━━━━━ Dataset rows
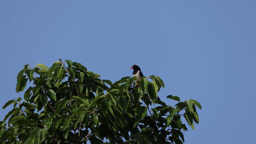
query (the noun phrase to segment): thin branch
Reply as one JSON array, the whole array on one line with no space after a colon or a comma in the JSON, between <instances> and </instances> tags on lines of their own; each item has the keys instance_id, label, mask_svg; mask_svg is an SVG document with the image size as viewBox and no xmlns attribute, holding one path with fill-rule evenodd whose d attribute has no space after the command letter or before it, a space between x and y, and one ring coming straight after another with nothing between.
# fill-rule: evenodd
<instances>
[{"instance_id":1,"label":"thin branch","mask_svg":"<svg viewBox=\"0 0 256 144\"><path fill-rule=\"evenodd\" d=\"M54 108L53 108L53 107L52 107L52 105L51 105L50 104L50 103L49 103L49 102L48 102L48 104L50 106L50 107L52 109L52 110L53 110L54 111L54 112L55 112L55 110L54 109Z\"/></svg>"}]
</instances>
━━━━━━━━━━
• _What you have to do_:
Print every line of the entries above word for word, leaving out the pictures.

• _Answer to the problem_:
query (the noun phrase to segment): thin branch
Reply as one JSON array, the whole array on one line with no space after a colon or a comma in the JSON, between <instances> and </instances> tags on lines of their own; each item has the keys instance_id, label, mask_svg; mask_svg is an SVG document with the image size as viewBox and no xmlns attribute, holding one path with fill-rule evenodd whose d attribute has no space after the command letter or before it, a space between x and y, and one ring coming straight after another with nothing between.
# fill-rule: evenodd
<instances>
[{"instance_id":1,"label":"thin branch","mask_svg":"<svg viewBox=\"0 0 256 144\"><path fill-rule=\"evenodd\" d=\"M54 108L53 108L53 107L52 107L52 105L51 105L50 104L50 103L49 103L49 102L48 102L48 104L50 106L50 107L52 109L52 110L53 110L54 111L54 112L55 112L55 110L54 109Z\"/></svg>"}]
</instances>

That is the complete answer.